### PROBLEM DESCRIPTION
What you output should match the data below exactly.

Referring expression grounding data
- - - - - - -
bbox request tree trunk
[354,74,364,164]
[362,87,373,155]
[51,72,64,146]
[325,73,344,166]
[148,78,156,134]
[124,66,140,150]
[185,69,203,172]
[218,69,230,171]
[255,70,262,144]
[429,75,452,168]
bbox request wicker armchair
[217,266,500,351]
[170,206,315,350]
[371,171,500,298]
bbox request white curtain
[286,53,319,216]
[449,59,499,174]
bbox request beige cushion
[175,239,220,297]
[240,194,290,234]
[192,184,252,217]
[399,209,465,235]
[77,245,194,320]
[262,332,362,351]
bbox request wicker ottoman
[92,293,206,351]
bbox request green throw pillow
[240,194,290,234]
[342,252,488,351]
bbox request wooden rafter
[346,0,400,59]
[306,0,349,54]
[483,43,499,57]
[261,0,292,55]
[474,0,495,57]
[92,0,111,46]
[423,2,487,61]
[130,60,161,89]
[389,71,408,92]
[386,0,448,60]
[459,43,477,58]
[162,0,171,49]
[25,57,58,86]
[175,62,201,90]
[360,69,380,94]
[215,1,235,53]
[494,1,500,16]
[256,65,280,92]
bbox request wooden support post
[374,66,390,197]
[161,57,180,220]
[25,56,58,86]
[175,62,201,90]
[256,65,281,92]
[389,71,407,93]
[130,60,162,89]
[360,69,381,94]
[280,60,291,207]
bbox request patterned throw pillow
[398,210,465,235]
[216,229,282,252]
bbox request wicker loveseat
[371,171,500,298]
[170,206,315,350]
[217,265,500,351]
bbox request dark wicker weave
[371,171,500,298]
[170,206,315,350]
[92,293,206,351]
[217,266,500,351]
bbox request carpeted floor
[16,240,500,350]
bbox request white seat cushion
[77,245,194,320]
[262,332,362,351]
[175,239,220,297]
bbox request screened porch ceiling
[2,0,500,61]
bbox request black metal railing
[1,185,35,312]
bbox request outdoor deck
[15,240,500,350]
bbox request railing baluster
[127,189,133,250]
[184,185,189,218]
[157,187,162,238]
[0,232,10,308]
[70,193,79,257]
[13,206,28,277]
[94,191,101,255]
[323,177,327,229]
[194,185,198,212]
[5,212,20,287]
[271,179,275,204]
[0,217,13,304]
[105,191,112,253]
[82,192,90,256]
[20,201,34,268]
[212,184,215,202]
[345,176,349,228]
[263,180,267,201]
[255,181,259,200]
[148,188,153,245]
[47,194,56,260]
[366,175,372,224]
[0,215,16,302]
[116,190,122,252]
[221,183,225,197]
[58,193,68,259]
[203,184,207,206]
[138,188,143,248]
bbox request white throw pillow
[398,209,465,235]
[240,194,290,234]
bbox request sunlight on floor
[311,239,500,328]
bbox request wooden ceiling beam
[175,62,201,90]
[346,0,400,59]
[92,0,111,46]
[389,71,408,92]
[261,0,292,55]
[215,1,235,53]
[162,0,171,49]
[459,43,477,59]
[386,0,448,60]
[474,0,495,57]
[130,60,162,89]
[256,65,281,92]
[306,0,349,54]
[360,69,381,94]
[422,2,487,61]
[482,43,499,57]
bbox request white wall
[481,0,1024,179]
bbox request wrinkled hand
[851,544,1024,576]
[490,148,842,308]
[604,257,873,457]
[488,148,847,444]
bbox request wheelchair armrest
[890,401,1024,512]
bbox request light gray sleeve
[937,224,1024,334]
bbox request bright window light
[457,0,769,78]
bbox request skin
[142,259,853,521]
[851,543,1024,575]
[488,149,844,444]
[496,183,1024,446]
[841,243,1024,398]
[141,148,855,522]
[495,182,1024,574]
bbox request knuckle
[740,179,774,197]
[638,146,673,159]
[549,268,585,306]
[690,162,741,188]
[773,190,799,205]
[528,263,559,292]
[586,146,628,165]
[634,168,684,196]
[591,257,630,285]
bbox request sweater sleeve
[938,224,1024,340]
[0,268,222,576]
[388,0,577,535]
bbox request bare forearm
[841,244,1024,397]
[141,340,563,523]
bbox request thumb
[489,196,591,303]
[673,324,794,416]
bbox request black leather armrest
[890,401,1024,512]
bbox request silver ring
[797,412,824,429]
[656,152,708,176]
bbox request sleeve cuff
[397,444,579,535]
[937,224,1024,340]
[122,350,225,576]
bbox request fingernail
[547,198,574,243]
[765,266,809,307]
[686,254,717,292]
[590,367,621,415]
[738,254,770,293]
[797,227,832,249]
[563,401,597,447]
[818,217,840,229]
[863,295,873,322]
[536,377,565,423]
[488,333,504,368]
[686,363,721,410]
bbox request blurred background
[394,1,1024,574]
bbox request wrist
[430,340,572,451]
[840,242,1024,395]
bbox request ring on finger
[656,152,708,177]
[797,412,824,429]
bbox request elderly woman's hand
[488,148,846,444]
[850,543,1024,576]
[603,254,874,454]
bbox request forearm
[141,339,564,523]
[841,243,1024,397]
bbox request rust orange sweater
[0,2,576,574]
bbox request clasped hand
- - - - - - -
### ANSWER SECTION
bbox request tree trunk
[354,74,364,164]
[362,87,373,155]
[51,72,64,146]
[325,73,344,166]
[148,78,156,134]
[124,66,140,150]
[185,69,203,172]
[218,69,230,171]
[255,70,262,144]
[429,75,452,168]
bbox request wicker armchair
[217,266,500,351]
[170,206,315,350]
[371,171,500,298]
bbox request white curtain
[286,53,319,216]
[449,59,499,174]
bbox request beige cushion
[175,239,220,297]
[240,194,290,234]
[192,184,252,217]
[399,209,465,235]
[77,245,194,320]
[262,332,362,351]
bbox request wicker ottoman
[92,293,206,351]
bbox request green throw pillow
[240,194,290,234]
[342,252,488,351]
bbox request wooden rafter
[346,0,400,59]
[306,0,349,54]
[483,43,499,57]
[261,0,292,55]
[474,0,495,57]
[92,0,111,46]
[423,2,487,61]
[130,60,161,89]
[389,71,408,92]
[386,0,448,60]
[459,43,477,58]
[162,0,171,49]
[25,57,58,86]
[175,62,201,90]
[360,69,380,94]
[215,1,235,53]
[494,1,500,16]
[256,65,280,92]
bbox request wooden support post
[374,66,390,197]
[161,57,180,220]
[25,56,58,86]
[175,62,201,90]
[256,65,281,92]
[389,71,407,93]
[130,60,162,89]
[360,69,381,94]
[280,60,291,207]
bbox request patterned throw pillow
[398,210,465,235]
[216,229,282,252]
bbox request wicker loveseat
[371,171,500,298]
[170,206,315,350]
[217,265,500,351]
bbox request dark wicker weave
[371,171,500,298]
[170,206,315,350]
[92,293,206,351]
[217,266,500,351]
bbox request carpeted floor
[16,240,500,350]
bbox request white seat cushion
[77,245,194,320]
[262,332,362,351]
[175,239,220,297]
bbox request screened porch ceiling
[2,0,500,61]
bbox request black metal railing
[1,185,35,312]
bbox request outdoor deck
[15,240,500,350]
bbox request railing baluster
[127,189,133,250]
[184,185,189,218]
[157,187,162,238]
[0,232,10,308]
[70,193,79,257]
[13,206,28,277]
[94,191,101,255]
[323,177,327,229]
[194,185,198,212]
[5,212,20,287]
[271,179,275,204]
[0,217,13,304]
[105,191,112,253]
[82,192,90,256]
[20,201,34,268]
[212,184,215,202]
[345,176,349,228]
[263,180,267,201]
[255,181,259,200]
[148,188,153,245]
[47,194,56,260]
[366,175,372,224]
[0,215,16,302]
[116,190,122,252]
[221,183,225,197]
[58,193,68,259]
[203,184,207,206]
[138,188,143,248]
bbox request white throw pillow
[398,209,465,235]
[240,194,290,234]
bbox request sunlight on floor
[311,239,500,328]
bbox request wooden ceiling beam
[175,62,201,90]
[346,0,400,59]
[92,0,111,46]
[389,71,408,92]
[261,0,292,55]
[215,1,235,53]
[162,0,171,49]
[459,43,477,59]
[386,0,448,60]
[474,0,495,57]
[130,60,162,89]
[256,65,281,92]
[306,0,349,54]
[360,69,381,94]
[422,2,487,61]
[482,43,499,57]
bbox request white wall
[481,0,1024,179]
bbox request wrinkled hand
[851,544,1024,576]
[490,148,842,308]
[604,257,873,457]
[488,148,847,444]
bbox request wheelchair armrest
[890,401,1024,512]
bbox request light gray sleeve
[937,224,1024,334]
bbox request bright window light
[457,0,769,78]
bbox request skin
[142,259,853,521]
[851,543,1024,575]
[488,149,844,444]
[496,183,1024,446]
[841,243,1024,398]
[141,148,855,522]
[495,182,1024,574]
bbox request knuckle
[740,179,774,197]
[638,146,673,159]
[549,268,585,306]
[690,162,741,188]
[773,190,799,205]
[528,263,559,292]
[586,146,628,165]
[634,168,684,196]
[591,257,630,285]
bbox request sweater sleeve
[938,224,1024,340]
[0,268,222,576]
[388,0,577,535]
bbox request bare forearm
[841,244,1024,397]
[141,340,563,523]
bbox request thumb
[489,196,591,303]
[673,324,794,416]
bbox request black leather armrest
[890,401,1024,512]
bbox request silver ring
[797,412,824,429]
[656,152,708,176]
bbox request sleeve cuff
[397,444,579,535]
[937,224,1024,340]
[122,350,225,576]
bbox request fingernail
[547,198,574,243]
[765,266,809,307]
[686,254,717,292]
[590,367,621,415]
[738,254,770,293]
[797,227,832,249]
[563,401,597,447]
[818,217,840,229]
[863,295,873,322]
[536,377,565,423]
[488,333,504,368]
[686,363,721,410]
bbox request blurred background
[394,1,1024,574]
bbox request wrist
[430,340,572,451]
[840,242,1024,395]
bbox request ring on finger
[656,152,708,177]
[797,412,824,429]
bbox request elderly woman's hand
[488,148,846,444]
[850,543,1024,576]
[603,254,874,454]
bbox request forearm
[141,339,564,523]
[841,243,1024,397]
bbox request rust orange sweater
[0,2,576,574]
bbox request clasped hand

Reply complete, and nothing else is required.